Under the plain-error doctrine, an “error” is a “[d]eviation from a legal rule [ ] unless the rule has been waived.”4 Olano, 507 U.S. at 732–33, 113 S.Ct. 1770. In the context of jury instructions, a district court has broad discretion. State v. Anderson, 789 N.W.2d 227, 239 (Minn.2010). But a district court abuses that discretion if its jury instructions confuse, mislead, or materially misstate the law. State v. Vang, 774 N.W.2d 566, 581 (Minn.2009) ; State v. Moore, 699 N.W.2d 733, 736 (Minn.2005). We review the jury instructions as a whole to determine whether the instructions accurately state the law in a manner that can be understood by the jury. State v. Scruggs, 822 N.W.2d 631, 642 (Minn.2012).

Accomplice liability is defined by statute in Minn.Stat. § 609.05 (2012). The statute provides:

Subdivision 1. Aiding, abetting; liability. A person is criminally liable for a crime committed by another if the person intentionally aids, advises, hires, counsels, or conspires with or otherwise procures the other to commit the crime.

**Information supplied**
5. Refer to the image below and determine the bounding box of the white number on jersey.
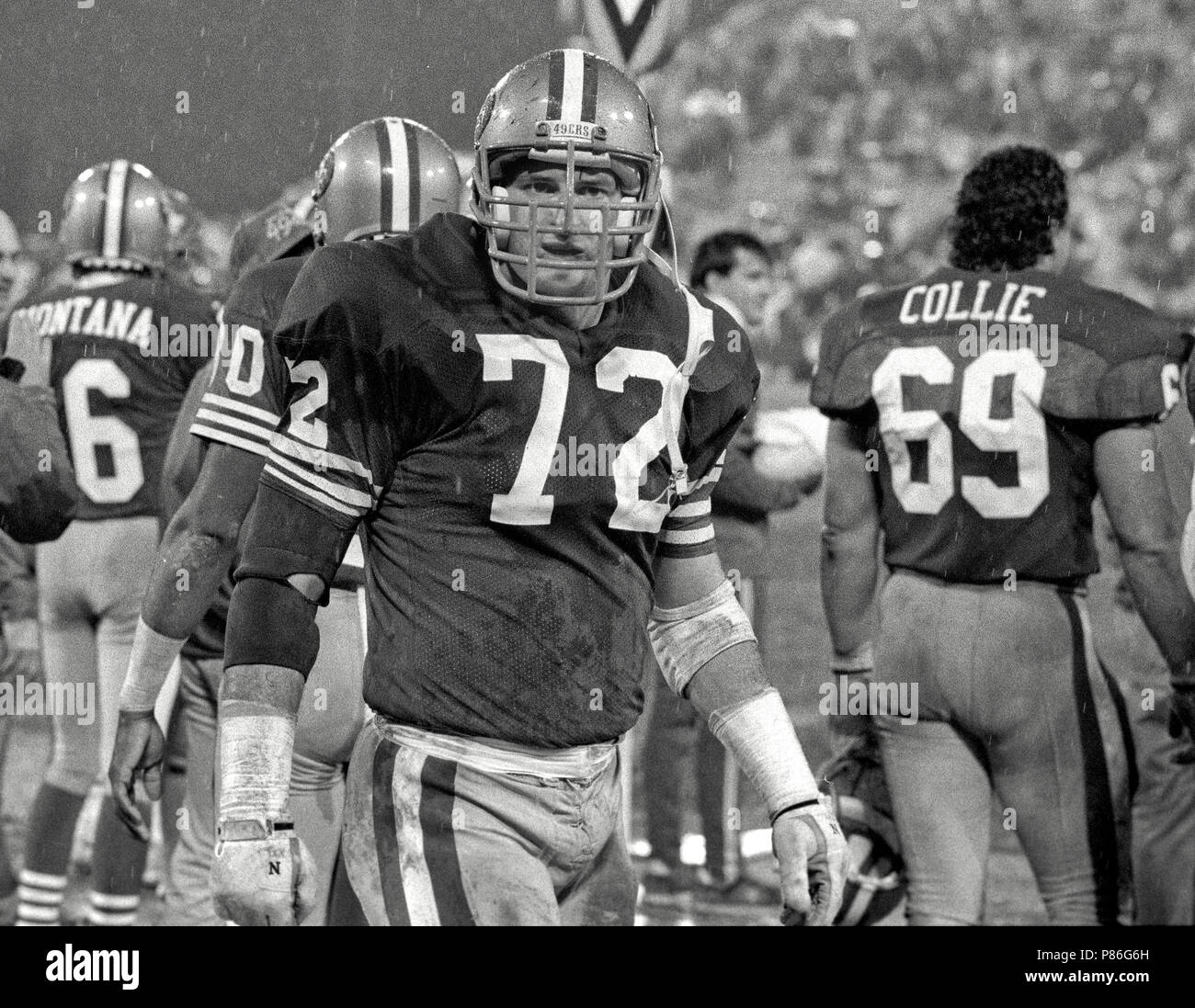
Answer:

**Requirement**
Reproduce the passage on plain error and accomplice liability word for word, keeping all of its citations and punctuation unchanged.

**Response**
Under the plain-error doctrine, an “error” is a “[d]eviation from a legal rule [ ] unless the rule has been waived.”4 Olano, 507 U.S. at 732–33, 113 S.Ct. 1770. In the context of jury instructions, a district court has broad discretion. State v. Anderson, 789 N.W.2d 227, 239 (Minn.2010). But a district court abuses that discretion if its jury instructions confuse, mislead, or materially misstate the law. State v. Vang, 774 N.W.2d 566, 581 (Minn.2009) ; State v. Moore, 699 N.W.2d 733, 736 (Minn.2005). We review the jury instructions as a whole to determine whether the instructions accurately state the law in a manner that can be understood by the jury. State v. Scruggs, 822 N.W.2d 631, 642 (Minn.2012).

Accomplice liability is defined by statute in Minn.Stat. § 609.05 (2012). The statute provides:

Subdivision 1. Aiding, abetting; liability. A person is criminally liable for a crime committed by another if the person intentionally aids, advises, hires, counsels, or conspires with or otherwise procures the other to commit the crime.